= Material to process =
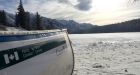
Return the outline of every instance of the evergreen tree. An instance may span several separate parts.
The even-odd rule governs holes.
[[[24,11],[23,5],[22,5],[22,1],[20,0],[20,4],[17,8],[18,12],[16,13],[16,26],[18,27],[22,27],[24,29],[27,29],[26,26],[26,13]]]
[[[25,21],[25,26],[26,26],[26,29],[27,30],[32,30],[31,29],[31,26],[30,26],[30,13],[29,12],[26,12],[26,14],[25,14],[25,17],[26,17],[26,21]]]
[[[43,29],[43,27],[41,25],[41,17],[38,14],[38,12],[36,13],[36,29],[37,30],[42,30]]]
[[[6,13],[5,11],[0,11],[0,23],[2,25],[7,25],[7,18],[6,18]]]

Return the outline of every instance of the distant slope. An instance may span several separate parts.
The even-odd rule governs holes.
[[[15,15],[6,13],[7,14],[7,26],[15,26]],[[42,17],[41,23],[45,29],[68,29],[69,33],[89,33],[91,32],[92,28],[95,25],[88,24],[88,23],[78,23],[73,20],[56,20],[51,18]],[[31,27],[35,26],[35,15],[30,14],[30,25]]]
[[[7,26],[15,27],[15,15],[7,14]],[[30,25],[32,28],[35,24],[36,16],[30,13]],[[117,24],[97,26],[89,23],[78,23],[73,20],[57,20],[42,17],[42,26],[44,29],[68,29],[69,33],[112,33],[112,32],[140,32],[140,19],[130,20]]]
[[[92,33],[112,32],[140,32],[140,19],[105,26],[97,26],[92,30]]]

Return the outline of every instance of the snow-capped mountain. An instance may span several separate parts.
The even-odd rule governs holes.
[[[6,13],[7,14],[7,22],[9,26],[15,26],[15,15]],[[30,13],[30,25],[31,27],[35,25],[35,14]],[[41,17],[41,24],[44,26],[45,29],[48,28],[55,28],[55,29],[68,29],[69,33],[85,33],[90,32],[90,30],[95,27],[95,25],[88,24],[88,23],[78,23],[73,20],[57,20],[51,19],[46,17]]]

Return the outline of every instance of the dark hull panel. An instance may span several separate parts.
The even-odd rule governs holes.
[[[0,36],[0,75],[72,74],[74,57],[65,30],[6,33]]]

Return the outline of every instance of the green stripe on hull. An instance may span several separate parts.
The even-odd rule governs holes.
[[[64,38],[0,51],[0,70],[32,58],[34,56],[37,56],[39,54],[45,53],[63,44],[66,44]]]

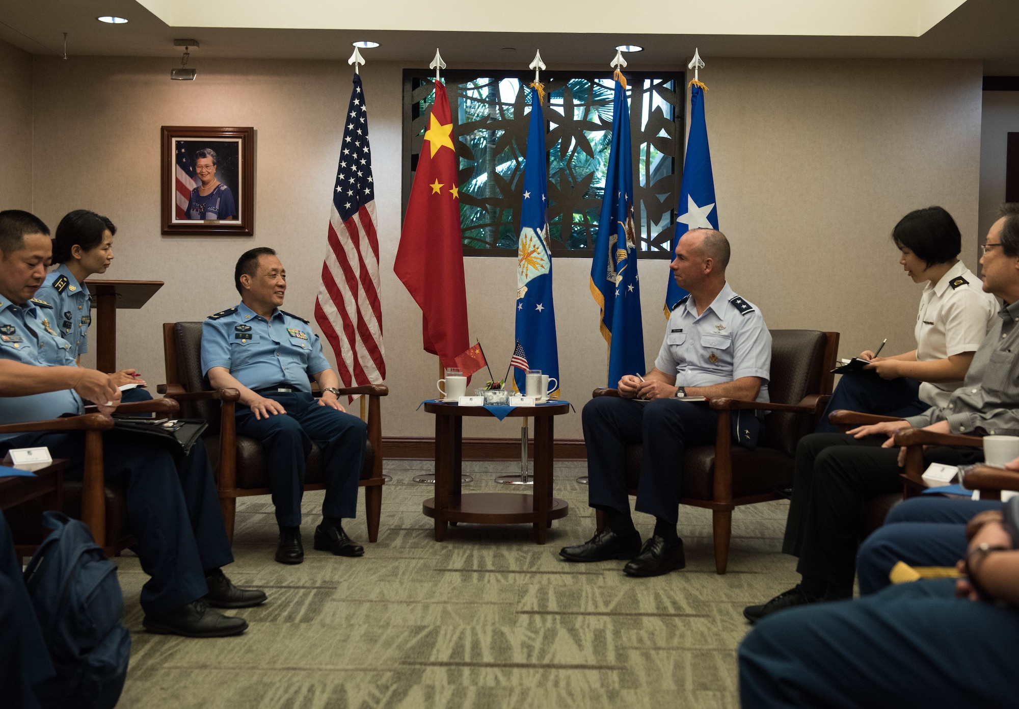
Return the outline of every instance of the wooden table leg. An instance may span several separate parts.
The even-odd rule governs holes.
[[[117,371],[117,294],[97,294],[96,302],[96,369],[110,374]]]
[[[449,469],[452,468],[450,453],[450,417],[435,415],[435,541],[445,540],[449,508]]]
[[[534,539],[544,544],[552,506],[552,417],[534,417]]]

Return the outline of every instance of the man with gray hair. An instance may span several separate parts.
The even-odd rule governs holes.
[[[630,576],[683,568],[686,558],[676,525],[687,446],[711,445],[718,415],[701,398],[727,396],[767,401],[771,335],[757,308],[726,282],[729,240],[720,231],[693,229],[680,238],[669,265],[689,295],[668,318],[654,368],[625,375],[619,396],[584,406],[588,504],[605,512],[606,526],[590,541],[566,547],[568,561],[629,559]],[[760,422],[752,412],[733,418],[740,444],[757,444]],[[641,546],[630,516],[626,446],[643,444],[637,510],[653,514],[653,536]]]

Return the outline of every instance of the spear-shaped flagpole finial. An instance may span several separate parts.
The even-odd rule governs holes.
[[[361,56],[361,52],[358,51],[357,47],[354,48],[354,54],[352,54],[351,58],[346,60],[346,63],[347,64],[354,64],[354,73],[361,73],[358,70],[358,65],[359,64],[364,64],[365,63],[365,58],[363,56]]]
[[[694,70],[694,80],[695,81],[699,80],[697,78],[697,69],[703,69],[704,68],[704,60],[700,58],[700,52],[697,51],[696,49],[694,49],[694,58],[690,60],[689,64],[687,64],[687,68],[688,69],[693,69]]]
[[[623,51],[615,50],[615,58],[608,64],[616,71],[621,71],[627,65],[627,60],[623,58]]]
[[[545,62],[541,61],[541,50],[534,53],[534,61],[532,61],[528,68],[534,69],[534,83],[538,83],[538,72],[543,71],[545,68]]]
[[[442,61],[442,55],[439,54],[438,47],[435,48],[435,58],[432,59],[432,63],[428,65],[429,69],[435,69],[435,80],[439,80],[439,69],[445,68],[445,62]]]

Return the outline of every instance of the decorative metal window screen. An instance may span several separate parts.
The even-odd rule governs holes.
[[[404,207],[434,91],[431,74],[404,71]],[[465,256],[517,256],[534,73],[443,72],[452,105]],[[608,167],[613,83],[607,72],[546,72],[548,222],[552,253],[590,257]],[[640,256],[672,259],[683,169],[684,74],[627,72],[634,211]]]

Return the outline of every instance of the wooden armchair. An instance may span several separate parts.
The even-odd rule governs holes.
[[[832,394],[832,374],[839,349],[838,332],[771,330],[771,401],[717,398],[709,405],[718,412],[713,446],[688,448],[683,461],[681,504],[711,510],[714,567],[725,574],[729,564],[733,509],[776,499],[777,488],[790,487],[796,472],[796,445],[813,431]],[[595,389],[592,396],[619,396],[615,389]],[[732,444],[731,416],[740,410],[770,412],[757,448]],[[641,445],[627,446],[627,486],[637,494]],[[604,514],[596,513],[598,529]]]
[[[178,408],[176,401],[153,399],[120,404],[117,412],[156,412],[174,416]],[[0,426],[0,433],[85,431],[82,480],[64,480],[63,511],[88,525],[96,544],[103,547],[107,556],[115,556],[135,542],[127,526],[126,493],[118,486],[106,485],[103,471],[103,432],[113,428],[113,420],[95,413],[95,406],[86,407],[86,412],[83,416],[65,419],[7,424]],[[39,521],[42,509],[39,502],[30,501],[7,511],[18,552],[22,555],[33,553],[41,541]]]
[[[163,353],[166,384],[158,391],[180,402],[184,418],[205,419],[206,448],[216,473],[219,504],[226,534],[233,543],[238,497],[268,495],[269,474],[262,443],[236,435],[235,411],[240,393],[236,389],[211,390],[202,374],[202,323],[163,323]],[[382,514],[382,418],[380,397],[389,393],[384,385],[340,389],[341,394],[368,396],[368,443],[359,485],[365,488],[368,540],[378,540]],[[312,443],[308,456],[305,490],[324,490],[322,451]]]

= Exercise directions =
Retype the whole listing exactly and leave the pictures out.

= Exercise output =
Return the outline of every instance of the evergreen tree. An instance may span several separate parts.
The even-odd rule governs holes.
[[[24,11],[23,5],[22,5],[22,1],[20,0],[20,4],[17,8],[18,12],[16,13],[16,26],[18,27],[22,27],[24,29],[27,29],[26,26],[26,13]]]
[[[25,21],[25,26],[26,26],[26,29],[27,30],[32,30],[31,29],[31,26],[30,26],[30,13],[29,12],[26,12],[26,14],[25,14],[25,17],[26,17],[26,21]]]
[[[43,29],[43,27],[41,25],[41,17],[38,14],[38,12],[36,13],[36,29],[37,30],[42,30]]]
[[[6,13],[5,11],[0,11],[0,23],[2,25],[7,25],[7,18],[6,18]]]

Return the outline of every instance of the distant slope. An instance may span several separate parts.
The even-odd rule governs holes.
[[[15,15],[6,13],[7,14],[7,26],[15,26]],[[42,17],[41,23],[45,29],[68,29],[69,33],[89,33],[91,32],[92,28],[95,25],[88,24],[88,23],[78,23],[73,20],[56,20],[51,18]],[[31,27],[35,26],[35,15],[30,14],[30,25]]]
[[[7,26],[15,27],[15,15],[7,14]],[[30,25],[32,28],[35,24],[36,16],[30,13]],[[117,24],[97,26],[89,23],[78,23],[73,20],[57,20],[42,17],[42,26],[44,29],[68,29],[69,33],[112,33],[112,32],[140,32],[140,19],[130,20]]]
[[[92,33],[112,32],[140,32],[140,19],[105,26],[97,26],[92,30]]]

Return the outline of every instance of the snow-capped mountain. An instance may span several separate parts.
The even-odd rule governs holes.
[[[6,13],[7,14],[7,22],[9,26],[15,26],[15,15]],[[30,13],[30,25],[31,27],[35,25],[35,14]],[[41,17],[41,24],[44,26],[45,29],[48,28],[55,28],[55,29],[68,29],[69,33],[85,33],[90,32],[90,30],[95,27],[95,25],[88,24],[88,23],[78,23],[73,20],[57,20],[51,19],[46,17]]]

Return the outline of every instance of the dark hull panel. An instance may span several separate parts.
The even-odd rule governs holes.
[[[0,36],[0,75],[72,74],[74,57],[65,30],[6,33]]]

Return the outline of every instance of the green stripe on hull. An instance may span several separate parts.
The even-odd rule governs holes.
[[[64,38],[0,51],[0,70],[32,58],[34,56],[37,56],[39,54],[45,53],[63,44],[66,44]]]

Return the outline of every instance of the wooden table leg. An instance may span several separate parts.
The even-odd rule governs holes.
[[[117,371],[117,294],[97,294],[96,302],[96,369],[110,374]]]
[[[449,469],[452,468],[450,453],[450,417],[435,415],[435,541],[445,540],[449,508]]]
[[[534,539],[544,544],[552,506],[552,417],[534,417]]]

Return the outline of every instance of the man with gray hair. An instance may span several separate parts.
The even-odd rule governs holes.
[[[630,576],[683,568],[686,558],[676,525],[687,446],[711,445],[718,415],[701,398],[727,396],[767,401],[771,335],[757,308],[726,282],[729,240],[720,231],[693,229],[680,238],[669,265],[689,295],[668,318],[654,368],[625,375],[619,396],[584,406],[588,504],[605,512],[606,526],[590,541],[566,547],[568,561],[629,559]],[[760,422],[752,412],[733,418],[740,444],[757,444]],[[641,546],[630,516],[626,446],[643,444],[637,510],[653,514],[653,536]]]

Return the outline of every instance of the spear-shaped flagpole finial. An instance may span several separate parts.
The even-odd rule governs holes.
[[[361,56],[361,52],[358,51],[357,47],[354,48],[354,54],[352,54],[351,58],[346,60],[346,63],[347,64],[354,64],[354,73],[361,73],[358,70],[358,65],[359,64],[364,64],[365,63],[365,58],[363,56]]]
[[[694,70],[694,80],[695,81],[699,80],[697,78],[697,69],[703,69],[704,68],[704,60],[700,58],[700,52],[697,51],[696,49],[694,49],[694,58],[690,60],[689,64],[687,64],[687,68],[688,69],[693,69]]]
[[[623,51],[615,50],[615,58],[608,64],[616,71],[621,71],[627,65],[627,60],[623,58]]]
[[[545,62],[541,61],[541,50],[534,53],[534,61],[532,61],[528,68],[534,69],[534,83],[538,83],[538,72],[543,71],[545,68]]]
[[[442,61],[442,55],[439,54],[438,47],[435,48],[435,58],[432,59],[432,63],[428,65],[429,69],[435,69],[435,80],[439,80],[439,69],[445,68],[445,62]]]

Return the outline of every instance of the decorative metal window screen. An instance may span several separate parts.
The even-odd rule governs holes.
[[[404,207],[434,91],[431,74],[404,71]],[[465,256],[517,256],[534,73],[443,72],[452,105]],[[608,167],[613,83],[607,72],[546,72],[548,222],[552,253],[590,257]],[[640,256],[672,259],[683,169],[684,74],[627,72],[634,211]]]

Return the outline of every instance of the wooden armchair. An instance may span several separate parts.
The even-odd rule governs holes.
[[[832,394],[832,374],[839,349],[838,332],[771,330],[771,401],[717,398],[709,405],[718,412],[713,446],[688,448],[683,461],[681,504],[711,510],[714,567],[725,574],[729,564],[733,509],[776,499],[777,488],[790,487],[796,472],[796,445],[813,431]],[[595,389],[592,396],[619,396],[615,389]],[[732,444],[731,416],[740,410],[770,412],[757,448]],[[641,445],[627,446],[627,486],[637,494]],[[604,514],[596,513],[598,529]]]
[[[178,408],[176,401],[153,399],[120,404],[117,412],[156,412],[174,416]],[[0,426],[0,433],[85,431],[82,480],[64,480],[63,511],[88,525],[96,544],[103,547],[107,556],[115,556],[135,542],[127,526],[126,493],[118,486],[106,485],[103,471],[103,432],[113,428],[113,420],[95,413],[95,406],[86,407],[86,412],[83,416],[65,419],[7,424]],[[39,521],[42,509],[39,502],[30,501],[7,511],[18,552],[22,555],[33,553],[41,541]]]
[[[163,353],[166,384],[158,391],[180,402],[184,418],[205,419],[206,448],[216,473],[219,504],[226,534],[233,543],[238,497],[268,495],[269,474],[262,443],[236,435],[235,411],[240,393],[236,389],[211,390],[202,374],[202,323],[163,323]],[[382,514],[382,418],[380,397],[389,393],[384,385],[340,389],[341,394],[368,396],[368,443],[359,485],[365,488],[368,540],[378,540]],[[312,443],[308,456],[305,490],[324,490],[322,451]]]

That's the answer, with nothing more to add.